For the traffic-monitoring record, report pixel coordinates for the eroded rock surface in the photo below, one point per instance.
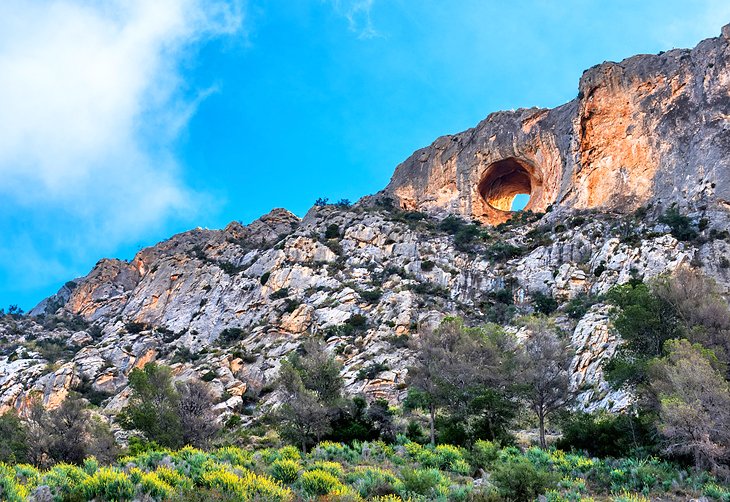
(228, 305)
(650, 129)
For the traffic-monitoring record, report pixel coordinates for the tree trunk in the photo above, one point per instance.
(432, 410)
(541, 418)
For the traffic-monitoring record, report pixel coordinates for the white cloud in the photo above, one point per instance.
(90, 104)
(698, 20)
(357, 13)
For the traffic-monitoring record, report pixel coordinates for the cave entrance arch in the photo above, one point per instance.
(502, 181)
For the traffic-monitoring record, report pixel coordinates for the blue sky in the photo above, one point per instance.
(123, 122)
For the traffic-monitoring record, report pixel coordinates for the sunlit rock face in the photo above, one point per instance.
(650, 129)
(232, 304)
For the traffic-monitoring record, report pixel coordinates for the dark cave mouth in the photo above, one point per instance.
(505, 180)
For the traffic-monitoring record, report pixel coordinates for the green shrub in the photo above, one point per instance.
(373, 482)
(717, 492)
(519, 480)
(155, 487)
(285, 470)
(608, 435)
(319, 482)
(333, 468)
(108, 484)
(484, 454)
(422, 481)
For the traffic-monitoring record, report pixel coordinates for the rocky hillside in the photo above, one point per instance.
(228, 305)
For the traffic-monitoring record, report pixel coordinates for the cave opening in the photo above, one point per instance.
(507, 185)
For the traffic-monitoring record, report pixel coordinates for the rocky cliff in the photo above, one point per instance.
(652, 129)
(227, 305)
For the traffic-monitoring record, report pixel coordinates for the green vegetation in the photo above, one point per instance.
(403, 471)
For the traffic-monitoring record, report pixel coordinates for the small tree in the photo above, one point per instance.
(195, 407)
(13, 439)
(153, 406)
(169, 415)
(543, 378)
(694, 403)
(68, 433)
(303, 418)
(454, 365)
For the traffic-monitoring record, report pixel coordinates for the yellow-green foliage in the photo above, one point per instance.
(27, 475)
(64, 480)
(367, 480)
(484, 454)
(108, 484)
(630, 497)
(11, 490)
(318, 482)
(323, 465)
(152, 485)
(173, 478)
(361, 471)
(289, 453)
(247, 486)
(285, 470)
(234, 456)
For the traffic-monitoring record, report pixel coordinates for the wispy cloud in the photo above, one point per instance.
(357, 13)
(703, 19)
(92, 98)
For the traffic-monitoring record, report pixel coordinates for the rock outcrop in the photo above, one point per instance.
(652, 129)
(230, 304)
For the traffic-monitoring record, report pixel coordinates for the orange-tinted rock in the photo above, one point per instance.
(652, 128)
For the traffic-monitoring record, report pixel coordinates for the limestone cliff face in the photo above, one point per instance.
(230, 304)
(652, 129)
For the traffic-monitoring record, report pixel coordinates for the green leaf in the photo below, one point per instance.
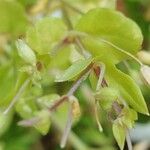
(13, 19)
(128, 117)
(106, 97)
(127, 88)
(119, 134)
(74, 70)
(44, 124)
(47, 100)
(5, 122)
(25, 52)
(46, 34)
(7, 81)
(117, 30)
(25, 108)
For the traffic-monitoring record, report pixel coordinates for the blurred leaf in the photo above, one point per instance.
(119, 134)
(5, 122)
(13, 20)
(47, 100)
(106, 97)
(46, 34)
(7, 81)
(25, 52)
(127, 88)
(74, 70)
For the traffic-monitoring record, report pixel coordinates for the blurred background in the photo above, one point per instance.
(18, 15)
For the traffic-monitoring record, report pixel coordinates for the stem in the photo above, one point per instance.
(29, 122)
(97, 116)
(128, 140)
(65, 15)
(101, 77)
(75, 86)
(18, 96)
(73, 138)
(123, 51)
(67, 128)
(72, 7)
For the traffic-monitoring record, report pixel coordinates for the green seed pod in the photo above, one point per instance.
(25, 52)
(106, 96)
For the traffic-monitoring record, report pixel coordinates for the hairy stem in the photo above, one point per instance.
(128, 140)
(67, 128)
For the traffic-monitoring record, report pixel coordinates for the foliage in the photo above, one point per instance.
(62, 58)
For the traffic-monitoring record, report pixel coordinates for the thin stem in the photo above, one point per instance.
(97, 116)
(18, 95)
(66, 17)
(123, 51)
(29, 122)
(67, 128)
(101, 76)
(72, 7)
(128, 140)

#####

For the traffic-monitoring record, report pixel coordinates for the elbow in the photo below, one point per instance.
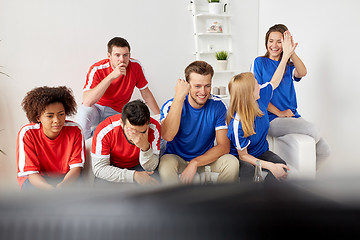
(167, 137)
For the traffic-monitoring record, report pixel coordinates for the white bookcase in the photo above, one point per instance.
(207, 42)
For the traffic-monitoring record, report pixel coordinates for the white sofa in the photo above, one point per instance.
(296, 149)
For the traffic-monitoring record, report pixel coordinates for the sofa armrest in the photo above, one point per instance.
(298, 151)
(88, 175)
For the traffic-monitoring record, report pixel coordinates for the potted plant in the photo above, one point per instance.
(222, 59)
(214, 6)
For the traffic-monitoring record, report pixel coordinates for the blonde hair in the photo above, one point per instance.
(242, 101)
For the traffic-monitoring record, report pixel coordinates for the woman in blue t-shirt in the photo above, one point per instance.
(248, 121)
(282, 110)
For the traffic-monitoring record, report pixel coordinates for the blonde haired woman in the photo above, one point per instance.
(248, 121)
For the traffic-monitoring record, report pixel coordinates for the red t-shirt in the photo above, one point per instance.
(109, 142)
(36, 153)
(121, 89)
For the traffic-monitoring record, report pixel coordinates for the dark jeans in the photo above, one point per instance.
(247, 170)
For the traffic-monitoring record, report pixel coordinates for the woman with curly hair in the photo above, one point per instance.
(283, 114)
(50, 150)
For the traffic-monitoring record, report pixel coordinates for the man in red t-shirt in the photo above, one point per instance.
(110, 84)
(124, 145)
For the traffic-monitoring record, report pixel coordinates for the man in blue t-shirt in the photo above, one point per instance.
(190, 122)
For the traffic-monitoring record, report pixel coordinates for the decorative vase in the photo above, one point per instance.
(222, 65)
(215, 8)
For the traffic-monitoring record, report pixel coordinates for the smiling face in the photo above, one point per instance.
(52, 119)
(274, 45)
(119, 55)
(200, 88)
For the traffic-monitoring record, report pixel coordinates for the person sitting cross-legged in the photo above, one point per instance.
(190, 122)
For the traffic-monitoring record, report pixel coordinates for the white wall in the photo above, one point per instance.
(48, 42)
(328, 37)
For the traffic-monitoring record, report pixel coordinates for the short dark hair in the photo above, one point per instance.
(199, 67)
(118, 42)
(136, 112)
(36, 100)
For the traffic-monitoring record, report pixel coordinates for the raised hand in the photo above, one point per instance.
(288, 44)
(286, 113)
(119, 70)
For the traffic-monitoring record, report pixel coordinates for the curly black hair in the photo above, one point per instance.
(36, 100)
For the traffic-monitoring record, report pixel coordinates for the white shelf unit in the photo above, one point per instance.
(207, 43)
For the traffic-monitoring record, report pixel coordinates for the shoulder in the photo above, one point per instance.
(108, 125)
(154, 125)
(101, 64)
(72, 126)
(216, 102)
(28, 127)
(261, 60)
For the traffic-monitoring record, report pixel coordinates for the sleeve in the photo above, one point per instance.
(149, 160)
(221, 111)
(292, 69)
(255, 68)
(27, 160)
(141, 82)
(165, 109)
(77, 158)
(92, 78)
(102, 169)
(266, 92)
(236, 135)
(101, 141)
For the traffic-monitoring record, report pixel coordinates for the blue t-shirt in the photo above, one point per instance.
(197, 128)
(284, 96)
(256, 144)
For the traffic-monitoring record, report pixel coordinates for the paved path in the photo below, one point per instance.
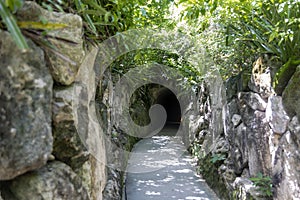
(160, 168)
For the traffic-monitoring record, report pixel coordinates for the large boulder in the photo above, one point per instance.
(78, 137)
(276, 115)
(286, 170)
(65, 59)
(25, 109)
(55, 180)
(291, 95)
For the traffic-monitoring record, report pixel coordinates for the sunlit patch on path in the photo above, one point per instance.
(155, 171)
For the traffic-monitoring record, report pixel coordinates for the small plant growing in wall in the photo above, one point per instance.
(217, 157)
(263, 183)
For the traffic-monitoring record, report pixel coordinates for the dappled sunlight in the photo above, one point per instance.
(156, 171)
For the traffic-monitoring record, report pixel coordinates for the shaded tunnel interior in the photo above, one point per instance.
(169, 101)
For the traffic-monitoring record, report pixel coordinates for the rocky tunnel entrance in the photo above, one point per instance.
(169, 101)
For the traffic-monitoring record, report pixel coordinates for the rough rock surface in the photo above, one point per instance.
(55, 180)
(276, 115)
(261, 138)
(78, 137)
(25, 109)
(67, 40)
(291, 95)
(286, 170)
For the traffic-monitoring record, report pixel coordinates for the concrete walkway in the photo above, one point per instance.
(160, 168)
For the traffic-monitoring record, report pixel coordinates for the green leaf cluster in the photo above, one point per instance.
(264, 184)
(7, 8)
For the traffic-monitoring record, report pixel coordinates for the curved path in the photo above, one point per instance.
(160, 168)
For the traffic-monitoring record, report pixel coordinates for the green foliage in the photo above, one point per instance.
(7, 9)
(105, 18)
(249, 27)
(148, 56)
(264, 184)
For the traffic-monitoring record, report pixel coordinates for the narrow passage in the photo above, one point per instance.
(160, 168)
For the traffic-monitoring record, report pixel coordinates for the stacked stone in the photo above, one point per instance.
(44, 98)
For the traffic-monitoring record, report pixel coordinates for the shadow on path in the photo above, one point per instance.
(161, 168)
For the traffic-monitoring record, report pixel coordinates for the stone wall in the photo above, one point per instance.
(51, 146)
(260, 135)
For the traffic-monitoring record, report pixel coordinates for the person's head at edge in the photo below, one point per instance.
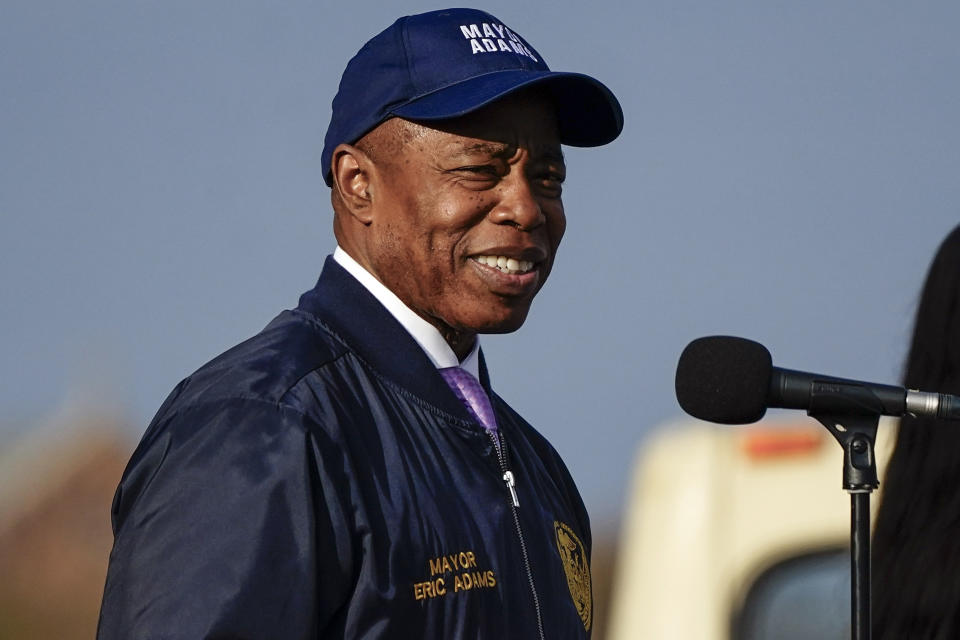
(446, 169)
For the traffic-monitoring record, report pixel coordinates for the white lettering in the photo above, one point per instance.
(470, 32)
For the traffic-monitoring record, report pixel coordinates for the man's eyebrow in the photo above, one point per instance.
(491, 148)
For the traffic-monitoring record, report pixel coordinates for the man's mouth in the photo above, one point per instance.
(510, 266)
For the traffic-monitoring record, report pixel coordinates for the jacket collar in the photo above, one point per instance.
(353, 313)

#####

Report every line of the data above that contains the string "stem" in full. Case counts, so a line matches only if the letters agree in capitalization.

_Output below_:
For the traffic-monitoring record, report pixel coordinates for the stem in the photo above, one point per instance.
For the traffic-monitoring record, report pixel coordinates for the hairy stem in the photo above, one point per instance.
For the traffic-monitoring record, report pixel coordinates for the thin stem in the photo above, one point per instance.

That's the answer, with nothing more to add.